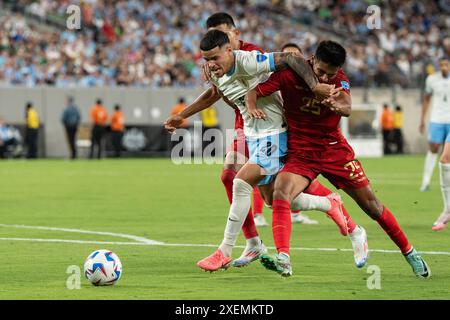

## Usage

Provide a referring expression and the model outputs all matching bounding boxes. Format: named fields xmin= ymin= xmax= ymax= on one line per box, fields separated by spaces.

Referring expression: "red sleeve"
xmin=256 ymin=72 xmax=281 ymax=97
xmin=239 ymin=42 xmax=264 ymax=53
xmin=333 ymin=69 xmax=350 ymax=94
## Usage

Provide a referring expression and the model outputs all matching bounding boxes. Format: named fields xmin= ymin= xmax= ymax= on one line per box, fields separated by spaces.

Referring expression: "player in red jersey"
xmin=164 ymin=12 xmax=351 ymax=266
xmin=246 ymin=41 xmax=431 ymax=278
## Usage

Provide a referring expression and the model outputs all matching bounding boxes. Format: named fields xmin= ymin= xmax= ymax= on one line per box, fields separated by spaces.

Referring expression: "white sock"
xmin=291 ymin=193 xmax=331 ymax=212
xmin=439 ymin=162 xmax=450 ymax=213
xmin=349 ymin=226 xmax=361 ymax=237
xmin=246 ymin=236 xmax=261 ymax=248
xmin=219 ymin=178 xmax=253 ymax=257
xmin=422 ymin=151 xmax=438 ymax=187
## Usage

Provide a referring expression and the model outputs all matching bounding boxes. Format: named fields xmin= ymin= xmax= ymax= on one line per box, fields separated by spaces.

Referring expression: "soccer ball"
xmin=84 ymin=249 xmax=122 ymax=286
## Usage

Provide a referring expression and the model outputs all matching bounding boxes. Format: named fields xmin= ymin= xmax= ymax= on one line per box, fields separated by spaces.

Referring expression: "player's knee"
xmin=220 ymin=168 xmax=236 ymax=186
xmin=233 ymin=178 xmax=253 ymax=196
xmin=439 ymin=154 xmax=450 ymax=164
xmin=273 ymin=188 xmax=291 ymax=201
xmin=430 ymin=144 xmax=440 ymax=153
xmin=363 ymin=199 xmax=383 ymax=220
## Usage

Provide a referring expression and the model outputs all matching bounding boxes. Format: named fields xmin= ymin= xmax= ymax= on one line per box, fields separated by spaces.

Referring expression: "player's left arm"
xmin=322 ymin=91 xmax=352 ymax=117
xmin=273 ymin=52 xmax=340 ymax=100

Goal: Copy every one of the records above word for word, and leave the pictures out of your copy.

Answer to this task:
## Usage

Provide a referring expression and the model outputs all matching bounding boxes. Format: named fields xmin= ymin= xmax= ymax= on one line per box, fields separated by spaces.

Referring expression: "red sleeve"
xmin=256 ymin=72 xmax=281 ymax=97
xmin=239 ymin=42 xmax=264 ymax=53
xmin=333 ymin=69 xmax=350 ymax=94
## Usage

Provide a referring expression and the model outputs all matching bounding boxes. Format: named fields xmin= ymin= xmax= ymax= on one line per box, fields separated by spaces.

Referring expression: "player in red jersey"
xmin=164 ymin=12 xmax=351 ymax=266
xmin=246 ymin=41 xmax=431 ymax=278
## Usage

Provide a referring expression and the model outputs all matching bounding boxes. Format: named fields xmin= ymin= xmax= ymax= on one line per box, fields separated by spaces.

Referring expression: "white sock"
xmin=291 ymin=193 xmax=331 ymax=212
xmin=439 ymin=162 xmax=450 ymax=213
xmin=349 ymin=226 xmax=361 ymax=237
xmin=246 ymin=236 xmax=261 ymax=248
xmin=219 ymin=178 xmax=253 ymax=257
xmin=422 ymin=151 xmax=438 ymax=187
## Usage

Provide a referring expression and the model outputs all matching bounding boxes. Format: named fields xmin= ymin= xmax= ymax= on one line per box, fields separated by spaces.

Referring expression: "soccer ball"
xmin=84 ymin=249 xmax=122 ymax=286
## Usage

Provide a referring expression and the model outputs all matching bounding boxes. Format: named fields xmin= ymin= xmax= ymax= on one line per box, fields separated by spaces.

Referring expression: "player's knee"
xmin=220 ymin=168 xmax=236 ymax=186
xmin=233 ymin=178 xmax=253 ymax=196
xmin=439 ymin=154 xmax=450 ymax=164
xmin=273 ymin=188 xmax=291 ymax=201
xmin=430 ymin=144 xmax=440 ymax=153
xmin=363 ymin=199 xmax=383 ymax=220
## Usage

Provide a referring expression and the model outputs all matching bounding boxes. Format: named fields xmin= ymin= xmax= ymax= on one line per box, fields separated by spaces.

Referring expression: "player's left arm"
xmin=322 ymin=91 xmax=352 ymax=117
xmin=273 ymin=52 xmax=340 ymax=100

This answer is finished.